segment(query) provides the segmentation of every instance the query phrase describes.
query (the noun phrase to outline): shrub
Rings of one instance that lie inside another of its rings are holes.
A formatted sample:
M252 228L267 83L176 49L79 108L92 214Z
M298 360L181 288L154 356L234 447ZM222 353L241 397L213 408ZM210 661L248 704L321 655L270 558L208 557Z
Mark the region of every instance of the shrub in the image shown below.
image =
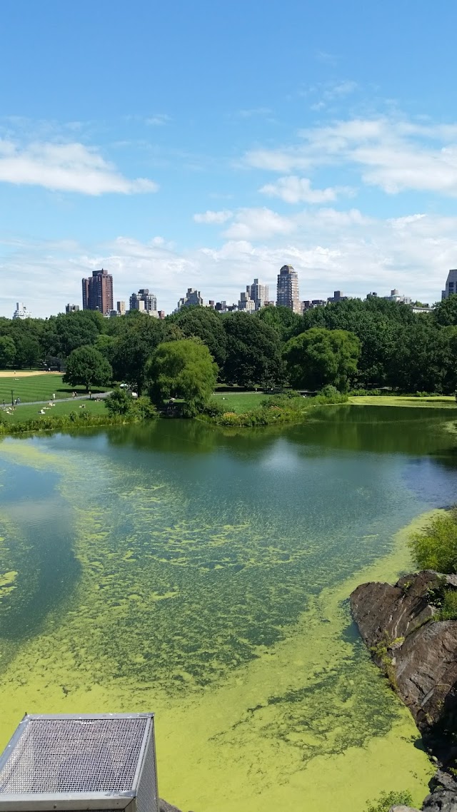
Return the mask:
M412 797L407 791L381 793L377 801L367 806L366 812L389 812L391 806L411 806Z
M211 398L205 406L203 414L207 414L208 417L218 417L224 414L224 406L215 398Z
M457 508L440 513L411 535L409 546L420 569L457 572Z
M318 394L323 395L324 398L334 398L337 395L340 395L340 392L336 387L332 386L331 383L328 383L326 387L322 387Z
M438 615L440 620L457 620L457 591L446 590Z

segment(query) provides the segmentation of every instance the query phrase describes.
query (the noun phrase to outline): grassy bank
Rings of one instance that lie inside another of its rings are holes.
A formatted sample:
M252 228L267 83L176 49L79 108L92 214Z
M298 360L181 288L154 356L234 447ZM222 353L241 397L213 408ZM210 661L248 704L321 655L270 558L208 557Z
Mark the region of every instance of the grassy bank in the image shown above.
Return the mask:
M221 392L215 393L213 400L224 407L224 411L242 414L250 409L258 408L265 395L262 392Z
M427 408L457 408L453 395L430 395L418 398L414 395L350 395L348 403L354 406L411 406Z
M226 395L225 400L218 401L213 398L207 413L201 416L208 422L217 425L251 427L256 425L278 425L282 423L301 423L308 412L315 406L346 403L347 395L341 395L333 387L329 391L313 398L304 398L296 392L289 391L283 395L268 397L254 395L255 408L242 408L241 395ZM331 391L330 390L333 390ZM324 391L323 391L324 392ZM237 407L238 411L236 410Z
M11 390L13 398L20 398L22 403L32 403L36 400L50 400L53 394L56 400L61 398L71 398L72 392L85 395L85 387L70 387L64 383L63 376L52 372L46 372L38 375L28 377L16 377L11 373L7 378L0 378L0 405L3 400L6 404L11 403ZM107 391L106 388L97 387L94 393Z
M82 408L84 406L84 408ZM45 414L40 414L43 408ZM55 403L54 406L45 407L38 406L35 404L33 406L16 406L12 414L8 414L4 409L0 411L0 420L4 421L8 425L15 425L17 423L24 423L28 421L47 420L50 417L59 418L69 415L72 412L76 414L80 412L85 412L90 415L107 415L107 410L102 400L66 400L63 403Z

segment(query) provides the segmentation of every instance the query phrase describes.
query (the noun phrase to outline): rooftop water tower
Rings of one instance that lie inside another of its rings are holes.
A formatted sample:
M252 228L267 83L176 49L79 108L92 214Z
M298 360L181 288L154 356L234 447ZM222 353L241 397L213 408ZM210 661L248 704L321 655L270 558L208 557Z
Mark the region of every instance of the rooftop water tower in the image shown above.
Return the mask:
M159 812L154 714L26 715L0 756L0 812Z

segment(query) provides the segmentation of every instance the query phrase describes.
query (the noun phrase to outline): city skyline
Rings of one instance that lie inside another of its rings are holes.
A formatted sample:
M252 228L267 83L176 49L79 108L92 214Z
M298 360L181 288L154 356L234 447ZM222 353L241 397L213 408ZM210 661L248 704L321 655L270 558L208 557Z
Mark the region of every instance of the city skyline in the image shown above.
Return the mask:
M29 291L34 314L59 312L101 267L120 299L148 284L167 312L189 285L272 290L285 263L306 300L440 300L457 263L457 7L415 8L407 47L394 0L2 11L0 314Z

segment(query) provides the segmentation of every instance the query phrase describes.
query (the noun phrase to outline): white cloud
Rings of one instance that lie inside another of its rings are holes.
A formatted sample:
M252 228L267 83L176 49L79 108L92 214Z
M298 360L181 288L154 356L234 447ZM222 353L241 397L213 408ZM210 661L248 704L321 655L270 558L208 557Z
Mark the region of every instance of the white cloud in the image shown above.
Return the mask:
M291 218L281 217L271 209L240 209L224 235L229 240L269 240L289 234L295 227Z
M457 125L354 119L302 130L302 142L248 152L245 163L292 173L320 166L355 167L388 194L405 190L457 197Z
M255 116L271 115L272 112L270 107L251 107L248 110L239 110L237 115L240 119L252 119Z
M146 119L145 123L150 127L163 127L164 124L168 124L171 120L170 116L167 115L166 113L156 113L155 115L151 115L148 119Z
M0 140L0 182L86 195L158 189L157 184L146 178L124 178L94 148L79 143L41 142L21 149Z
M25 289L33 297L25 304L35 316L62 312L67 302L80 304L81 278L101 267L113 274L115 300L128 300L133 291L149 287L159 308L170 312L187 287L198 287L205 300L233 301L255 277L270 285L274 298L285 263L298 270L302 299L325 298L336 289L364 296L398 287L433 302L455 266L457 217L412 213L383 220L356 209L325 208L280 218L269 209L242 209L228 231L219 248L203 244L185 252L157 236L91 246L11 240L0 244L0 313L11 317Z
M276 184L266 184L259 191L269 197L280 197L286 203L329 203L340 194L352 193L348 187L341 186L313 189L309 178L298 178L295 175L279 178Z
M210 211L208 209L202 214L194 214L194 220L195 222L220 223L226 222L233 216L233 213L228 209L224 211Z

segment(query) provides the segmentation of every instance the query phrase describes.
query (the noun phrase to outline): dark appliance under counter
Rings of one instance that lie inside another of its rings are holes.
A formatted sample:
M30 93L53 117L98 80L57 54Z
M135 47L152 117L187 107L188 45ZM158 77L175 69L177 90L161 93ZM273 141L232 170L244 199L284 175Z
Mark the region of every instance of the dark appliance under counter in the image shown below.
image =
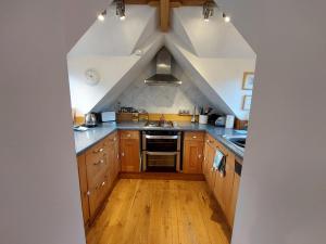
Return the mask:
M142 131L142 171L180 171L180 131Z

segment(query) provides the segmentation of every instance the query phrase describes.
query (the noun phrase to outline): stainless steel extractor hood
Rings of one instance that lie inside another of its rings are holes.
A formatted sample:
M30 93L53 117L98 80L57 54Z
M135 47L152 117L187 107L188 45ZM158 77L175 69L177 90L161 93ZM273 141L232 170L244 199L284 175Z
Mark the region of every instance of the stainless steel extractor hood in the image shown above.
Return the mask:
M149 86L180 86L181 80L171 73L172 56L170 52L162 48L156 54L156 74L145 79Z

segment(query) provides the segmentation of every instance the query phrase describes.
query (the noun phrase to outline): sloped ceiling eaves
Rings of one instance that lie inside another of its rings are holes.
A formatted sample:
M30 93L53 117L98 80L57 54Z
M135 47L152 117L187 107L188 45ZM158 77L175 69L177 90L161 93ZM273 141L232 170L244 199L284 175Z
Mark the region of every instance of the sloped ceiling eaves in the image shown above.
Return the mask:
M136 77L149 65L158 51L163 47L163 35L153 38L150 47L143 51L141 59L106 92L106 94L93 106L91 111L100 112L110 107L123 91L135 80Z
M198 55L196 52L196 49L193 47L193 43L191 42L191 39L185 29L185 26L183 25L177 12L175 9L173 9L173 15L172 15L172 31L177 35L177 37L181 40L180 44L185 49L187 49L189 52L192 52L195 55Z
M224 100L216 93L216 91L209 85L199 70L192 65L192 63L179 51L179 41L173 34L165 35L165 47L173 54L174 59L185 70L185 73L191 77L193 84L200 89L200 91L208 97L212 104L225 114L233 114L233 110L224 102Z

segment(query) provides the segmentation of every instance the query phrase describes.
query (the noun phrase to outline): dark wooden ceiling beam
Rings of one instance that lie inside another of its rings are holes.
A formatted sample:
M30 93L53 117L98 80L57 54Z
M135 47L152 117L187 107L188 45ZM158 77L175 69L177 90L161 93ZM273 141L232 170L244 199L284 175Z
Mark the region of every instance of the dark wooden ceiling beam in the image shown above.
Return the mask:
M202 5L208 0L125 0L126 4L146 4L160 8L160 26L163 33L168 31L171 8L183 5Z
M170 26L170 0L160 0L161 30L166 33Z

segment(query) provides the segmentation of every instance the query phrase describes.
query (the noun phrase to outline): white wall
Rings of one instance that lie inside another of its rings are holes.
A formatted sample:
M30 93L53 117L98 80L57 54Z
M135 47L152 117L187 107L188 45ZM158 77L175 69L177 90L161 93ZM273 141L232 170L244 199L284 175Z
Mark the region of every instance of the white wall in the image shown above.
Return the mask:
M1 244L85 243L66 53L104 2L0 3Z
M233 243L325 243L326 2L218 2L258 54Z
M114 108L120 102L122 106L133 106L149 113L178 114L179 110L193 111L195 105L210 105L211 102L193 85L192 80L177 65L173 64L173 74L183 81L179 87L148 86L143 80L155 74L155 62L152 62L111 105ZM106 107L110 107L108 102Z

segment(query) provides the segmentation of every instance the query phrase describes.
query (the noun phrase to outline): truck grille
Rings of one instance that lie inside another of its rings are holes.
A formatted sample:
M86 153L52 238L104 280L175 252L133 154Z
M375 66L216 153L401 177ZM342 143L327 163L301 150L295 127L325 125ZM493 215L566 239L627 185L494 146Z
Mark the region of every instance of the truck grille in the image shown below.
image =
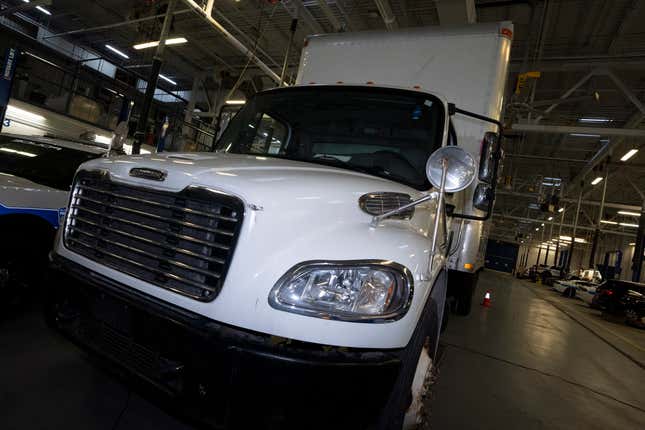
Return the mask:
M211 301L224 282L243 213L239 199L204 188L172 193L80 172L64 242L97 263Z

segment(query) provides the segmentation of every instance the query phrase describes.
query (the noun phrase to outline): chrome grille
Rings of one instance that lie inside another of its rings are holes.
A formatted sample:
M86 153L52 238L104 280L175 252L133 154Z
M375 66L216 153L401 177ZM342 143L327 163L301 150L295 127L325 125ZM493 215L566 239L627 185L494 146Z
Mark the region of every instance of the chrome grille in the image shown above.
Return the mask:
M360 208L370 215L378 216L386 212L400 208L412 202L412 198L404 193L379 192L363 194L358 199ZM414 208L407 209L398 213L392 218L410 219L414 215Z
M204 188L164 192L81 172L64 241L97 263L211 301L224 282L243 213L239 199Z

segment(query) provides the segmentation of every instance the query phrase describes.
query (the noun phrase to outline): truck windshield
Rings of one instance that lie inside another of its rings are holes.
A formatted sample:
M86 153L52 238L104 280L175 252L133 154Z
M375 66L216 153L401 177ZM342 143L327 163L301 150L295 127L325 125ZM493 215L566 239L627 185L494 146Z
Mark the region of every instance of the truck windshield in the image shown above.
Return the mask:
M0 172L58 190L68 191L78 166L97 157L91 152L0 136Z
M444 109L419 92L294 87L257 94L215 150L325 164L427 190L425 165L441 146Z

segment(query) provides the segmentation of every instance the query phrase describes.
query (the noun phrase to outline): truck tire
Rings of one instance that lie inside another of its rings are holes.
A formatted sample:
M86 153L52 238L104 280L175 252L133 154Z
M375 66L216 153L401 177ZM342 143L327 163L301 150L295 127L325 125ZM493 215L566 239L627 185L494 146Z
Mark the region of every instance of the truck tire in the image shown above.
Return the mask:
M410 342L401 352L401 370L374 427L377 430L420 428L427 416L424 398L432 380L434 346L441 323L436 304L430 299L428 302Z

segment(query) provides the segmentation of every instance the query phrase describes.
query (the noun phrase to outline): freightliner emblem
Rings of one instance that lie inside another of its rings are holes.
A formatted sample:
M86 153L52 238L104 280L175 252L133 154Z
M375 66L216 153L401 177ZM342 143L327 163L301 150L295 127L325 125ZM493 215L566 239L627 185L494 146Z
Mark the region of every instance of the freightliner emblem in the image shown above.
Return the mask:
M151 181L164 181L166 179L166 172L155 169L147 169L145 167L135 167L130 169L130 176L135 178L149 179Z

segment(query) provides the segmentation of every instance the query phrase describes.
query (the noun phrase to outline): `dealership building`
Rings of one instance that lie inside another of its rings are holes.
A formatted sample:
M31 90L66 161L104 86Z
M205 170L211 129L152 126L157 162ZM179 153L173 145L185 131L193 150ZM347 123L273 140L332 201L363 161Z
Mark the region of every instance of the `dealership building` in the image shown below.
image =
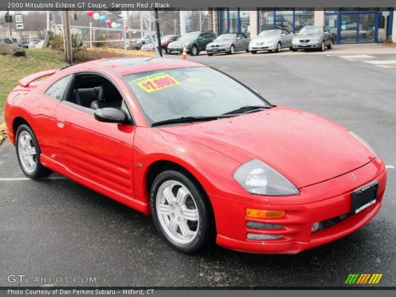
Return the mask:
M254 37L263 30L282 28L297 32L305 26L326 26L336 44L396 42L396 8L213 8L213 30L220 35L241 32ZM392 30L392 28L394 28Z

__Task__:
Give every line from the start of the records up to and including the line with "M438 615L440 620L457 620L457 591L446 590Z" as a JSON list of strings, one string per line, with blank lines and pictures left out.

__Solution for this problem__:
[
  "segment(query) provides the segmentation of every instance the query phrase describes.",
  "query (the noun phrase to outline): shrub",
  "Rings of one instance that lie inside another of its rings are holes.",
  "A formatted sample:",
  "M252 228L267 83L176 49L79 108L92 214Z",
  "M298 360L181 288L154 356L234 447ZM222 353L241 397L213 408ZM210 661L248 704L321 655L270 558L208 557Z",
  "Mark the region of every instance of the shrub in the image shown below.",
  "image =",
  "Return the mask:",
  "M412 797L407 791L381 793L377 801L367 806L366 812L389 812L391 806L411 806Z",
  "M211 398L205 406L203 414L207 414L208 417L218 417L224 414L224 406L215 398Z",
  "M457 508L440 513L411 535L409 546L420 569L457 572Z",
  "M318 394L323 395L324 398L334 398L337 395L340 395L340 392L336 387L332 386L331 383L328 383L326 387L322 387Z",
  "M438 615L440 620L457 620L457 591L446 590Z"
]